_Text segment_
▼▼▼
Fieldfisher fraud specialists Natasha Hattab and Kyle Phillips discuss whether the court's consideration of the application of Section 2 powers will lead to an update of the Criminal Justice Act 1987.

 
On 13 October 2020, the Supreme Court heard arguments from counsel for the UK Serious Fraud Office (SFO) and US engineering and procurement company KBR Inc. in relation to a 2017 notice issued under Section 2 of the Criminal Justice Act 1987 (CJA 1987).

A Section 2 Notice compels parties to turn over information or attend an interview during an investigation into the company.

Background

On 17 February 2017, the SFO commenced an investigation into KBR Ltd (the UK subsidiary of KBR Inc.) after discovering that it had provided consultancy services to Unaoil Group, a Monaco-based former oilfield services company, which was the subject of an SFO investigation on grounds of suspected corruption. 

The SFO served KBR Ltd with a Section 2 Notice, with which KBR Ltd initially complied. The SFO subsequently became aware of the role KBR Inc. played in KBR Ltd's activities with Unaoil, including the provision of approval to make significant payments to Unaoil.

At the request of the SFO, a meeting was arranged between the SFO and KBR Ltd, attended by representatives from KBR Inc. During the meeting, the SFO served the representatives with a Section 2 Notice.
KBR Inc. subsequently sought judicial review of the Section 2 Notice on three grounds; specifically, that Section 2 of the CJA 1987 did not operate extraterritorially.
▲▲▲
[Outline records]
▼▼▼
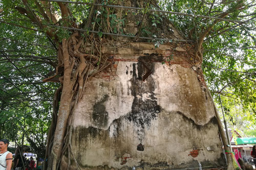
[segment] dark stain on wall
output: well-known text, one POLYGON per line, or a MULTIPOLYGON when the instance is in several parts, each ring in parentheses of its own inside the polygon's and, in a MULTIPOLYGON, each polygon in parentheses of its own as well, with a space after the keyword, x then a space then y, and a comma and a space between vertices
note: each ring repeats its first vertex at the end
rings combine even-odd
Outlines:
POLYGON ((134 99, 132 111, 126 115, 126 118, 137 127, 136 132, 140 140, 143 138, 144 129, 150 127, 151 120, 155 119, 160 112, 160 107, 154 93, 156 87, 154 79, 150 75, 145 81, 142 81, 142 77, 148 69, 154 74, 154 63, 147 62, 143 64, 138 62, 133 64, 133 78, 130 80, 131 93, 134 99), (147 99, 142 98, 145 94, 148 95, 147 99))
POLYGON ((105 94, 93 106, 92 118, 93 123, 99 128, 103 128, 108 125, 109 113, 106 111, 104 103, 109 99, 105 94))

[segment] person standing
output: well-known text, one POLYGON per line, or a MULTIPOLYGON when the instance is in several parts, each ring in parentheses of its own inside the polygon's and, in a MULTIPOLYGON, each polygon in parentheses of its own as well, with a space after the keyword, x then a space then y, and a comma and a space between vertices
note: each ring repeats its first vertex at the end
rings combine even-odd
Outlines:
POLYGON ((0 140, 0 170, 11 170, 12 163, 12 154, 7 151, 9 140, 0 140))
POLYGON ((251 152, 251 156, 253 158, 253 163, 255 165, 256 165, 256 145, 254 145, 252 147, 252 151, 251 152))
POLYGON ((18 152, 18 150, 16 150, 16 152, 15 152, 15 156, 14 158, 14 169, 15 170, 22 170, 23 167, 23 157, 20 155, 20 154, 17 152, 18 152))
POLYGON ((30 162, 29 162, 29 169, 34 169, 35 167, 35 161, 34 160, 34 159, 33 157, 31 156, 30 157, 30 162))

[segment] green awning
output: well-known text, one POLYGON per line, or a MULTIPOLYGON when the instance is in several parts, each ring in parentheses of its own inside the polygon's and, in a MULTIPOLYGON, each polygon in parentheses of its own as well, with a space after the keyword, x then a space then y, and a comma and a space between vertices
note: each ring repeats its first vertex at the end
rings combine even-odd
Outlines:
POLYGON ((241 137, 237 139, 238 144, 255 144, 256 143, 256 137, 241 137))

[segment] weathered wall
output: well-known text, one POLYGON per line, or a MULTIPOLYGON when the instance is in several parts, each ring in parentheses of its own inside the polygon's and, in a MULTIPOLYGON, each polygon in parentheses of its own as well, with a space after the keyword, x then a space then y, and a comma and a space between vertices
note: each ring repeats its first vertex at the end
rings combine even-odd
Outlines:
POLYGON ((195 67, 180 59, 182 54, 173 50, 177 48, 165 47, 156 54, 147 46, 133 61, 127 56, 122 59, 125 55, 120 50, 115 58, 119 62, 88 83, 73 114, 73 152, 80 167, 161 169, 198 167, 199 162, 202 166, 223 165, 213 104, 195 67), (163 64, 169 50, 174 59, 170 65, 163 64))

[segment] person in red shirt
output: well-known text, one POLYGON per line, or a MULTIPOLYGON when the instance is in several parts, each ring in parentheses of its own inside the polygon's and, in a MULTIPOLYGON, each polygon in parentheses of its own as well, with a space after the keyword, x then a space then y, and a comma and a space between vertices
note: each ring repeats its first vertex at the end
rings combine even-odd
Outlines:
POLYGON ((30 161, 29 162, 29 169, 34 169, 35 167, 35 161, 33 157, 31 156, 30 157, 30 161))
POLYGON ((255 151, 256 145, 254 145, 252 148, 252 151, 251 152, 251 156, 253 158, 253 163, 256 165, 256 151, 255 151))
▲▲▲
_To-do list_
- a) Output the passage of the SFO and KBR article starting at "Fieldfisher fraud specialists" and ending at "into the company.".
- b) According to the SFO and KBR article, on what date did the SFO begin its investigation into KBR Ltd?
- c) Continue the article about the SFO's Section 2 Notice to KBR from the point where it stops.
The records have no connection to the article about the SFO and KBR.

_Expected responses_
- a)
Fieldfisher fraud specialists Natasha Hattab and Kyle Phillips discuss whether the court's consideration of the application of Section 2 powers will lead to an update of the Criminal Justice Act 1987.

 
On 13 October 2020, the Supreme Court heard arguments from counsel for the UK Serious Fraud Office (SFO) and US engineering and procurement company KBR Inc. in relation to a 2017 notice issued under Section 2 of the Criminal Justice Act 1987 (CJA 1987).

A Section 2 Notice compels parties to turn over information or attend an interview during an investigation into the company.

- b) 17 February 2017

- c)
Administrative Court ruling

On 6 September 2018, the Administrative Court handed down its judgment, in which it held that, for public interest reasons, Section 2 CJA 1987 was capable of extraterritorial application.

The complex, international nature of cases that the SFO investigates, combined with modern technology that makes communication and document transfer quick and easy, meant that there was "an extremely strong public interest in the extraterritorial ambit of s. 2(3)".

However, the extraterritorial ambit applied only to foreign companies where there was a 'sufficient connection' between the company and the jurisdiction.

In the present case, the court was satisfied that there was a sufficient connection between KBR Inc. and the UK because of evidence that payments made by KBR Ltd to Unaoil required the approval of KBR Inc., and that such payments were made from KBR Inc.'s US-based treasury function.

On 8 April 2019, the Supreme Court granted KBR Inc. leave to appeal the decision to extend the extraterritorial scope of the SFO's investigatory powers.

Supreme Court hearing

In a virtual Supreme Court hearing on 13 October 2020, counsel argued on behalf of the SFO that the challenge made by KBR Inc. threatened to create an imbalance in the SFO's powers if successful, arguing that: "there would be a disconnect if you could prosecute an overseas company but you couldn’t investigate it".

Counsel for KBR Inc. argued that in demanding the production of overseas-stored information from a foreign company with the threat of criminal sanctions for non-compliance, the SFO's use of Section 2 powers was not what parliament intended when it passed the CJA 1987.

Upholding the inferior court's decision could pose a problem for international comity (a principle established to avoid unreasonable interference with another country's sovereignty).

Counsel added that the matter was better suited for consideration by the UK parliament rather than its courts.

Conclusion

The Supreme Court said it would hand down a decision "in due course".

With no further recourse for appeal, it will be interesting to see whether the Supreme Court upholds the extension of the extraterritorial scope of the SFO's powers.

If it does, this will have a significant impact on foreign companies with a presence in the UK, should their UK based entity become the subject of an SFO investigation.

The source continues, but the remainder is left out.